Problem details:
Starting from the line containing "Would you mind marking the stone step", write out the rest of the entries exactly, through the final line, including nothing else.

Dataset entries:
■ ■ ■ ■
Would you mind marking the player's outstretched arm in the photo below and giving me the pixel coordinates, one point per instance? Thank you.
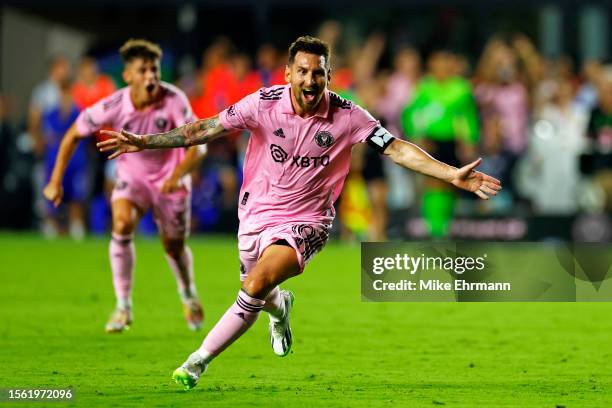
(195, 133)
(53, 190)
(413, 157)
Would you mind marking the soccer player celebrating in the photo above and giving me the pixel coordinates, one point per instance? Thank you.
(296, 163)
(156, 179)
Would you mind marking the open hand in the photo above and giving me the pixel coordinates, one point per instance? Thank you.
(120, 142)
(478, 183)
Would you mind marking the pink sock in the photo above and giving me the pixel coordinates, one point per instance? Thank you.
(183, 271)
(238, 319)
(122, 257)
(274, 304)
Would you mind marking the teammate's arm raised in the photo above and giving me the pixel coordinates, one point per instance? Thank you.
(414, 158)
(53, 190)
(195, 133)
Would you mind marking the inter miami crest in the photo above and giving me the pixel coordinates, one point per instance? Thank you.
(279, 155)
(161, 123)
(324, 139)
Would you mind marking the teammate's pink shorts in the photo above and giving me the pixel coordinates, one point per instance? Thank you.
(171, 211)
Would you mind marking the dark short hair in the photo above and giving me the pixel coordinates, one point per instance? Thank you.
(311, 45)
(138, 48)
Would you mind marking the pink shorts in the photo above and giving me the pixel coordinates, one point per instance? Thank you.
(306, 239)
(171, 211)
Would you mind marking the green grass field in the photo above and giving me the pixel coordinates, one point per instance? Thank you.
(55, 298)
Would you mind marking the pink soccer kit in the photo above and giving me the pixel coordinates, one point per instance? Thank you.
(294, 170)
(141, 175)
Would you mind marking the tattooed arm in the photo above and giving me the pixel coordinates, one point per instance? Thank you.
(195, 133)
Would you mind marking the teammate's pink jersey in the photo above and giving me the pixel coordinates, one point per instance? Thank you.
(294, 168)
(117, 112)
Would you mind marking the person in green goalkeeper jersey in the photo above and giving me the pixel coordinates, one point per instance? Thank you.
(441, 116)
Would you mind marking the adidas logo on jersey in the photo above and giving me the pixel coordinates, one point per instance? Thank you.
(380, 138)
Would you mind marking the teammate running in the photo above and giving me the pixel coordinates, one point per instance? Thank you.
(296, 163)
(159, 179)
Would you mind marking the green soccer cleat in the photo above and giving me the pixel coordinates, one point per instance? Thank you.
(188, 374)
(120, 320)
(280, 331)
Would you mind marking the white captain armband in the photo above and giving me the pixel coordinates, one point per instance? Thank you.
(380, 139)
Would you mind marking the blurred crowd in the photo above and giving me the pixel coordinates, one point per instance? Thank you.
(542, 126)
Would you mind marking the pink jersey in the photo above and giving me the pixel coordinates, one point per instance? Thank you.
(117, 112)
(294, 168)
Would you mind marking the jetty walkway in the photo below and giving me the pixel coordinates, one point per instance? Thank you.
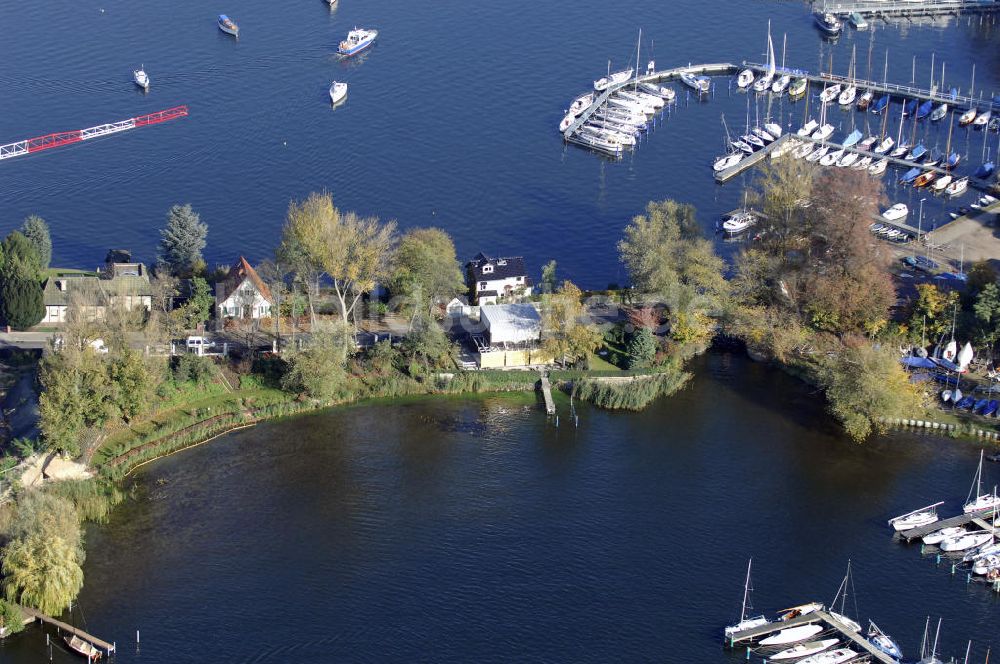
(853, 638)
(875, 9)
(32, 614)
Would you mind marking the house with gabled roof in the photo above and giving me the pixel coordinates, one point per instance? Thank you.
(493, 280)
(242, 293)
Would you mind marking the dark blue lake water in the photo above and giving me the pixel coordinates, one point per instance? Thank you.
(473, 530)
(451, 118)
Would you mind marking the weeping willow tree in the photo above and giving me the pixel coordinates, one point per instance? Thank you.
(42, 562)
(42, 572)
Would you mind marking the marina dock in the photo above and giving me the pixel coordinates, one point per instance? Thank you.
(33, 614)
(884, 10)
(975, 518)
(854, 639)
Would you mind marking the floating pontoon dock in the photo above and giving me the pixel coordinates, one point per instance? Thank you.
(874, 9)
(976, 518)
(853, 638)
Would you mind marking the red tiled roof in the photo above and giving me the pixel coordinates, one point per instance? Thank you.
(238, 273)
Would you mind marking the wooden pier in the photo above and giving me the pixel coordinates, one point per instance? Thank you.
(976, 518)
(885, 10)
(34, 614)
(653, 77)
(853, 638)
(751, 160)
(892, 89)
(550, 405)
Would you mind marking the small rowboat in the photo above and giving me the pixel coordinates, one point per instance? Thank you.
(86, 649)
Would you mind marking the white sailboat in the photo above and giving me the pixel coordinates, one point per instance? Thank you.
(746, 623)
(803, 650)
(982, 501)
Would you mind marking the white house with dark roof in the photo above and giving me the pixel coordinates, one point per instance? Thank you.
(497, 279)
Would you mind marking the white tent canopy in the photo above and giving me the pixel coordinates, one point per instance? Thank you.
(511, 323)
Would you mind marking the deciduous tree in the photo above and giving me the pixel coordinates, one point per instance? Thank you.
(353, 251)
(182, 241)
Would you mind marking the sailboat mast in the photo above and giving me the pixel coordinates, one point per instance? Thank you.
(746, 592)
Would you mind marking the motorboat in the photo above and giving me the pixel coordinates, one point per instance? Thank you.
(896, 212)
(917, 153)
(762, 134)
(738, 223)
(816, 155)
(141, 78)
(792, 635)
(852, 138)
(985, 170)
(763, 84)
(612, 79)
(831, 158)
(967, 118)
(358, 40)
(666, 94)
(958, 187)
(828, 23)
(808, 128)
(847, 622)
(800, 610)
(986, 564)
(823, 132)
(228, 26)
(746, 623)
(966, 541)
(700, 84)
(581, 103)
(885, 145)
(730, 160)
(942, 182)
(830, 93)
(831, 657)
(982, 500)
(848, 96)
(338, 91)
(85, 648)
(880, 104)
(779, 86)
(924, 109)
(804, 150)
(879, 167)
(883, 641)
(803, 650)
(866, 145)
(848, 159)
(900, 150)
(939, 536)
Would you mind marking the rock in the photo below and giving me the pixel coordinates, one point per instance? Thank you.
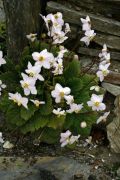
(79, 177)
(49, 168)
(113, 89)
(104, 7)
(113, 129)
(65, 168)
(112, 42)
(92, 177)
(99, 23)
(22, 18)
(2, 13)
(95, 53)
(118, 172)
(112, 77)
(8, 145)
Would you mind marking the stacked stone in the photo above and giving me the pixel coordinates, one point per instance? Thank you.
(104, 16)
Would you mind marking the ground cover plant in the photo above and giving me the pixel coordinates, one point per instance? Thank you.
(47, 93)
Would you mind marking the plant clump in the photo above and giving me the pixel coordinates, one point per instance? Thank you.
(47, 93)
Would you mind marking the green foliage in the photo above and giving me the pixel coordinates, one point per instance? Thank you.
(72, 70)
(41, 118)
(3, 38)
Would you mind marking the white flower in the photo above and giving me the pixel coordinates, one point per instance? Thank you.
(86, 25)
(28, 84)
(2, 86)
(37, 102)
(76, 57)
(103, 71)
(34, 71)
(8, 145)
(89, 140)
(75, 108)
(96, 88)
(2, 60)
(31, 37)
(59, 112)
(83, 124)
(104, 55)
(89, 35)
(67, 28)
(61, 52)
(53, 22)
(17, 98)
(59, 37)
(103, 118)
(43, 59)
(59, 18)
(58, 67)
(69, 99)
(73, 139)
(59, 92)
(1, 138)
(64, 140)
(96, 103)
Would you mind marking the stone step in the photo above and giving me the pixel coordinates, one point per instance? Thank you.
(100, 23)
(94, 53)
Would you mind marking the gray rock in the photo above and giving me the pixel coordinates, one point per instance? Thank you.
(99, 23)
(113, 129)
(113, 89)
(95, 52)
(118, 172)
(49, 168)
(106, 7)
(2, 13)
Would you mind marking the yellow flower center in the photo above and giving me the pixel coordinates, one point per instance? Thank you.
(62, 94)
(97, 104)
(37, 103)
(91, 38)
(104, 72)
(59, 66)
(31, 74)
(41, 58)
(56, 16)
(19, 103)
(25, 85)
(33, 36)
(14, 100)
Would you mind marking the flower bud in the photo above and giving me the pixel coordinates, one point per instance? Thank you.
(83, 124)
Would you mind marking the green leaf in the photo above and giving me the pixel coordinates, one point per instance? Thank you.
(35, 123)
(75, 84)
(72, 70)
(26, 114)
(13, 115)
(4, 103)
(11, 79)
(56, 122)
(73, 122)
(50, 136)
(59, 79)
(46, 108)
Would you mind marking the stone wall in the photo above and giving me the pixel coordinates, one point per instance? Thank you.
(2, 14)
(105, 16)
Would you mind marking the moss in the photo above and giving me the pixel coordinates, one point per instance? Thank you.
■ ■ ■ ■
Solution for this task:
Would you mind marking the stone step in the photo above and giving me the pixel coordinates, one point per instance? Thank you.
(100, 23)
(94, 53)
Would you mind marking the gray rock in the photo above and giving me the pixel coordinates, one point per instance? Thank you.
(99, 23)
(113, 129)
(113, 89)
(95, 52)
(118, 172)
(49, 168)
(106, 7)
(2, 13)
Would you mind marking the yellow flower center in the photo above and giving me the pixel coordinates, one point per instance? Thank you.
(62, 94)
(97, 104)
(37, 103)
(91, 38)
(104, 72)
(59, 66)
(31, 74)
(41, 58)
(56, 16)
(19, 103)
(25, 85)
(33, 36)
(14, 100)
Would you mind marking the flower bud in the photo above and giving me the pixel coordinates, one point per instance? Thank you.
(83, 124)
Would you mind marking the green leaf in the photo above and giving me the pixel coordinates, one point per instance? Thank you.
(35, 123)
(75, 84)
(72, 70)
(26, 114)
(13, 115)
(4, 103)
(11, 79)
(56, 122)
(73, 122)
(50, 136)
(59, 79)
(46, 108)
Would you mind marking the stone wall in the photo above and giving me the pixel coordinates, one point per instance? Thank you.
(2, 14)
(105, 16)
Would you mind marking the moss in the photo above and giving me the pixel coordinates, one point per instance? Thank you.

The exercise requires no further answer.